Assignment: Your answer must be an exact copy of the lines below, from the first through the one with "box: [227, 241, 371, 371]", with no pictures.

═════ Extracted material ═════

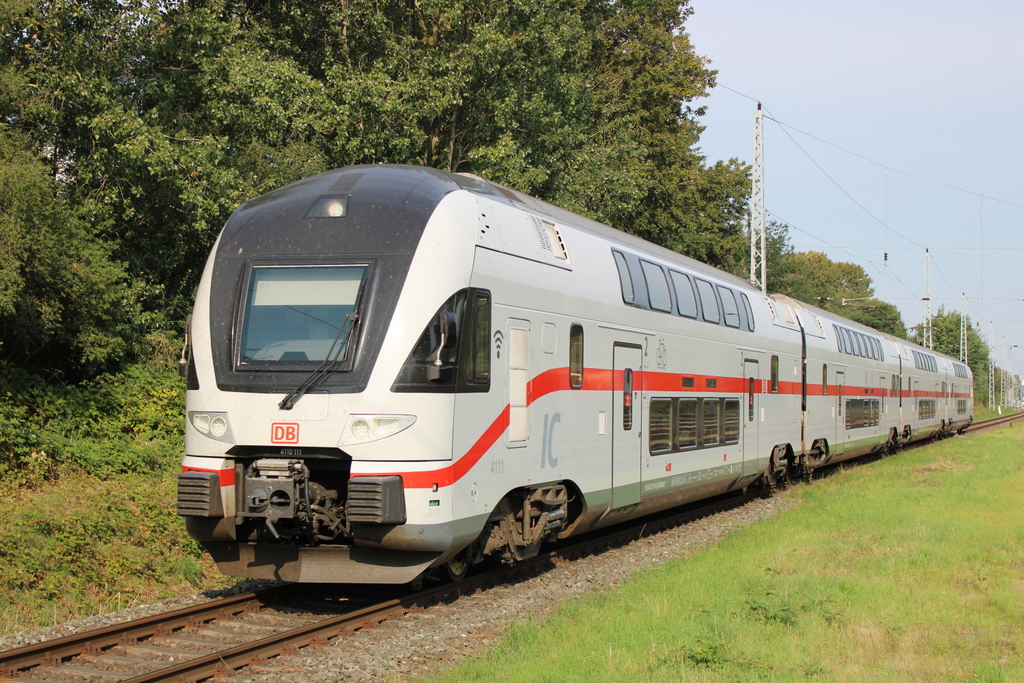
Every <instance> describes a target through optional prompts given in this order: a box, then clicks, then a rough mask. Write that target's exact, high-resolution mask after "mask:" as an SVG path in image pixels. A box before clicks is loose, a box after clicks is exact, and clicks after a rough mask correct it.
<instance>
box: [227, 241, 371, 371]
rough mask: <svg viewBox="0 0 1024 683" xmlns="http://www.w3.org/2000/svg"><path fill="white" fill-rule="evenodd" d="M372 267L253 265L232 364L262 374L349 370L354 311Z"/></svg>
mask: <svg viewBox="0 0 1024 683" xmlns="http://www.w3.org/2000/svg"><path fill="white" fill-rule="evenodd" d="M372 265H373V264H372V263H370V262H368V261H360V262H356V263H316V264H310V263H252V264H250V266H249V269H248V272H247V273H246V286H245V289H244V304H243V307H242V311H241V316H240V321H239V327H238V329H239V334H238V337H237V346H236V354H234V365H236V368H237V369H239V370H243V369H246V370H257V371H263V372H274V371H291V372H294V371H296V370H300V371H301V370H308V369H313V368H316V367H318V366H321V365H322V364H324V362H325V361H327V360H329V359H335V360H336V362H334V365H333V368H332V369H333V370H335V371H341V372H345V371H348V370H351V362H352V357H353V356H354V352H353V351H354V343H355V340H356V339H357V338H358V337H357V334H356V332H355V328H356V327H357V325H358V322H357V318H358V310H359V306H360V303H361V299H362V292H364V291H365V290H366V285H367V281H368V279H369V276H370V273H371V270H372Z"/></svg>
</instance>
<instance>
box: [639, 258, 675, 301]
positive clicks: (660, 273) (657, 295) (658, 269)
mask: <svg viewBox="0 0 1024 683" xmlns="http://www.w3.org/2000/svg"><path fill="white" fill-rule="evenodd" d="M640 267H641V268H643V276H644V280H645V281H647V295H648V297H649V298H650V307H651V308H653V309H654V310H664V311H667V312H672V295H670V294H669V281H668V280H666V278H665V270H663V269H662V266H659V265H657V264H656V263H651V262H650V261H643V260H641V261H640Z"/></svg>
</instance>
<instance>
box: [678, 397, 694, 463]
mask: <svg viewBox="0 0 1024 683" xmlns="http://www.w3.org/2000/svg"><path fill="white" fill-rule="evenodd" d="M678 407H679V413H678V414H677V415H676V439H677V441H678V444H679V450H680V451H685V450H687V449H692V447H695V446H696V444H697V401H696V400H695V399H693V398H680V399H679V403H678Z"/></svg>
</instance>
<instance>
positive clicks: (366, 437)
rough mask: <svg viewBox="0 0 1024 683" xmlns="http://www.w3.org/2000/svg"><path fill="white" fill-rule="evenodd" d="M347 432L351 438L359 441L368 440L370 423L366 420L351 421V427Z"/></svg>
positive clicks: (353, 420)
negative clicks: (351, 437)
mask: <svg viewBox="0 0 1024 683" xmlns="http://www.w3.org/2000/svg"><path fill="white" fill-rule="evenodd" d="M348 431H349V432H350V433H351V435H352V436H354V437H355V438H357V439H359V440H360V441H361V440H365V439H368V438H370V423H369V422H367V421H366V420H362V419H359V420H352V425H351V427H349V429H348Z"/></svg>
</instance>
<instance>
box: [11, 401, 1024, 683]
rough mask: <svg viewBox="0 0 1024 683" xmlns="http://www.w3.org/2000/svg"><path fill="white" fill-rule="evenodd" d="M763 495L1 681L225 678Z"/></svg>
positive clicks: (214, 611)
mask: <svg viewBox="0 0 1024 683" xmlns="http://www.w3.org/2000/svg"><path fill="white" fill-rule="evenodd" d="M1021 418H1024V413H1018V414H1014V415H1009V416H1001V417H999V418H995V419H993V420H986V421H983V422H979V423H976V424H974V425H972V427H971V429H970V432H971V433H980V432H983V431H985V430H988V429H993V428H997V427H1000V426H1002V425H1005V424H1008V423H1010V422H1013V421H1015V420H1018V419H1021ZM758 496H760V494H757V493H750V494H745V495H736V496H730V497H722V498H719V499H713V500H711V501H703V502H701V503H698V504H693V505H690V506H685V507H684V508H681V509H677V510H676V511H673V514H671V515H662V516H658V517H654V518H650V517H648V518H646V519H645V520H641V521H639V522H637V523H631V524H625V525H621V526H618V527H613V528H611V529H604V530H601V531H598V532H593V533H590V535H585V536H583V537H581V538H580V539H578V540H574V541H573V542H572V543H570V544H567V545H562V546H559V547H558V548H556V549H554V550H551V551H548V552H545V553H542V554H540V555H539V556H537V557H535V558H532V559H530V560H526V561H524V562H520V563H518V564H516V565H514V566H512V567H502V568H498V569H493V570H490V571H485V572H481V573H478V574H475V575H470V577H468V578H466V579H465V580H464V581H463V582H461V583H458V584H439V585H436V586H432V587H431V588H428V589H427V590H421V591H416V592H411V591H409V590H408V589H406V590H404V591H401V590H395V592H394V594H393V595H392V596H391V597H389V598H388V599H386V600H384V601H381V600H379V596H380V593H381V590H382V589H381V587H376V588H375V589H374V593H373V595H374V597H373V598H371V594H370V593H369V592H368V591H366V590H365V589H361V588H355V587H347V588H345V589H341V591H342V592H339V593H338V594H337V595H335V596H333V598H332V597H329V598H328V599H326V600H318V601H317V602H315V603H313V604H311V605H310V604H308V603H307V604H303V603H302V600H303V598H302V595H301V593H302V591H304V590H305V591H308V588H306V587H303V586H299V585H283V586H278V587H274V588H270V589H267V590H263V591H258V592H254V593H246V594H242V595H237V596H231V597H227V598H222V599H219V600H214V601H211V602H207V603H203V604H199V605H195V606H191V607H186V608H182V609H177V610H174V611H170V612H166V613H163V614H157V615H154V616H148V617H144V618H141V620H136V621H133V622H128V623H125V624H120V625H116V626H111V627H108V628H103V629H99V630H96V631H90V632H86V633H82V634H78V635H73V636H67V637H63V638H59V639H56V640H51V641H47V642H43V643H38V644H34V645H28V646H24V647H18V648H15V649H11V650H7V651H5V652H0V681H2V680H13V681H17V682H18V683H43V682H59V683H73V682H75V681H109V682H112V683H143V682H145V683H148V682H155V681H182V682H188V683H190V682H193V681H201V680H204V679H208V678H212V677H220V676H227V675H230V674H232V673H233V672H234V671H236V670H238V669H241V668H244V667H247V666H251V665H260V664H263V663H265V661H267V660H268V659H270V658H273V657H278V656H283V655H288V654H291V653H296V652H298V651H299V650H300V649H301V648H303V647H306V646H308V645H321V644H325V643H327V642H328V641H330V640H332V639H334V638H338V637H344V636H346V635H350V634H352V633H354V632H356V631H358V630H360V629H367V628H374V627H376V626H379V625H380V624H382V623H383V622H385V621H387V620H389V618H395V617H400V616H402V615H404V614H406V613H409V612H411V611H416V610H420V609H424V608H426V607H427V606H430V605H432V604H437V603H439V602H449V601H452V600H455V599H458V598H459V597H460V596H461V595H468V594H472V593H475V592H477V591H480V590H485V589H487V588H489V587H492V586H496V585H499V584H504V583H508V582H514V581H518V580H521V579H523V578H525V577H528V575H531V574H535V573H538V572H541V571H544V570H545V569H546V568H548V567H550V566H551V565H553V564H557V563H559V562H561V561H567V560H571V559H577V558H579V557H582V556H585V555H589V554H594V553H598V552H602V551H604V550H606V549H608V548H613V547H617V546H622V545H626V544H628V543H631V542H633V541H636V540H637V539H640V538H644V537H646V536H651V535H653V533H657V532H659V531H663V530H665V529H668V528H673V527H675V526H679V525H681V524H685V523H687V522H690V521H693V520H695V519H699V518H701V517H707V516H710V515H713V514H716V513H718V512H721V511H724V510H728V509H731V508H735V507H738V506H741V505H743V504H745V503H746V502H749V501H751V500H752V499H754V498H757V497H758ZM322 590H323V589H322ZM385 590H386V589H385ZM336 592H337V591H336Z"/></svg>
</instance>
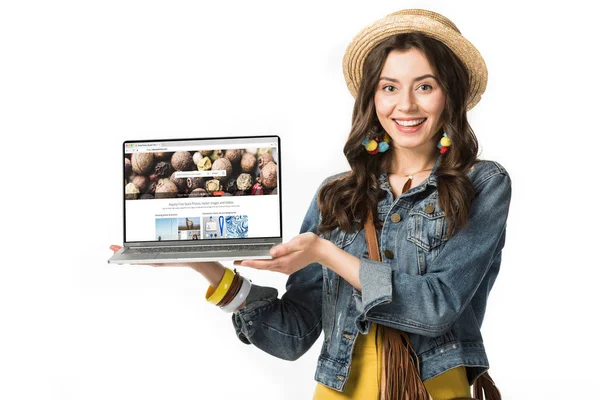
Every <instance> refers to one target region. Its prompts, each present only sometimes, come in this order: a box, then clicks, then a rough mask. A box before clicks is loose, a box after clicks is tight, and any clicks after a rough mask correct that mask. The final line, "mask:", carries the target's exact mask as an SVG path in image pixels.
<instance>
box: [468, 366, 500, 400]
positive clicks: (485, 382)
mask: <svg viewBox="0 0 600 400" xmlns="http://www.w3.org/2000/svg"><path fill="white" fill-rule="evenodd" d="M473 394H474V395H475V398H476V399H477V400H502V395H501V394H500V391H499V390H498V388H497V387H496V384H495V383H494V381H493V380H492V378H491V377H490V375H489V374H488V373H487V372H486V373H484V374H483V375H481V376H480V377H478V378H477V379H476V380H475V383H474V384H473Z"/></svg>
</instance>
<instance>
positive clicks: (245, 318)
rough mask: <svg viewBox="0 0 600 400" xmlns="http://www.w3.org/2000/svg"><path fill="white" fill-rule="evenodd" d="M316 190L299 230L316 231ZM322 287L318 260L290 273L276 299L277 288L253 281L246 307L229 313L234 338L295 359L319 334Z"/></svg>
mask: <svg viewBox="0 0 600 400" xmlns="http://www.w3.org/2000/svg"><path fill="white" fill-rule="evenodd" d="M319 189H320V187H319ZM318 193H319V191H317V193H316V194H315V195H314V197H313V199H312V202H311V204H310V207H309V209H308V212H307V213H306V216H305V217H304V221H303V222H302V226H301V228H300V233H304V232H313V233H316V229H317V226H318V224H319V222H320V212H319V210H318V207H317V195H318ZM322 290H323V267H322V265H321V264H318V263H312V264H309V265H307V266H306V267H304V268H302V269H301V270H298V271H297V272H295V273H293V274H291V275H290V276H289V278H288V280H287V283H286V292H285V293H284V294H283V296H281V299H279V298H277V294H278V292H277V289H275V288H271V287H262V286H258V285H255V284H253V285H252V288H251V290H250V293H249V294H248V297H247V298H246V306H245V307H244V308H242V309H241V310H239V311H237V312H235V313H233V315H232V321H233V325H234V327H235V330H236V333H237V335H238V338H239V339H240V340H241V341H242V342H244V343H246V344H250V343H252V344H254V345H255V346H256V347H258V348H260V349H261V350H263V351H265V352H267V353H269V354H271V355H273V356H275V357H278V358H282V359H285V360H296V359H298V358H299V357H300V356H302V355H303V354H304V353H306V352H307V351H308V350H309V349H310V347H311V346H312V345H313V344H314V343H315V341H316V340H317V338H318V337H319V335H320V334H321V329H322V325H321V313H322V301H323V300H322V296H323V293H322Z"/></svg>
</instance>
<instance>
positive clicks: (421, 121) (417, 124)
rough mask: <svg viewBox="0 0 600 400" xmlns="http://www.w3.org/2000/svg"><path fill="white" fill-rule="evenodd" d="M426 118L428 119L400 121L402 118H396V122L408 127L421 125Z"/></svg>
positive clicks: (399, 123)
mask: <svg viewBox="0 0 600 400" xmlns="http://www.w3.org/2000/svg"><path fill="white" fill-rule="evenodd" d="M426 120H427V118H418V119H411V120H408V121H400V120H397V119H395V120H394V122H395V123H396V124H398V125H399V126H401V127H404V128H407V127H412V126H419V125H421V124H422V123H423V122H425V121H426Z"/></svg>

═════

Solution for this exercise:
Every <instance> describes a target through optional prompts given in this order: a box, then clicks, then a rough mask. Write that target's exact, high-resolution mask after "mask:" as an SVG path in image pixels. A box before clicks is loose, a box after clicks is exact, and clicks after a rough mask correct it.
<instance>
box: [227, 241, 371, 371]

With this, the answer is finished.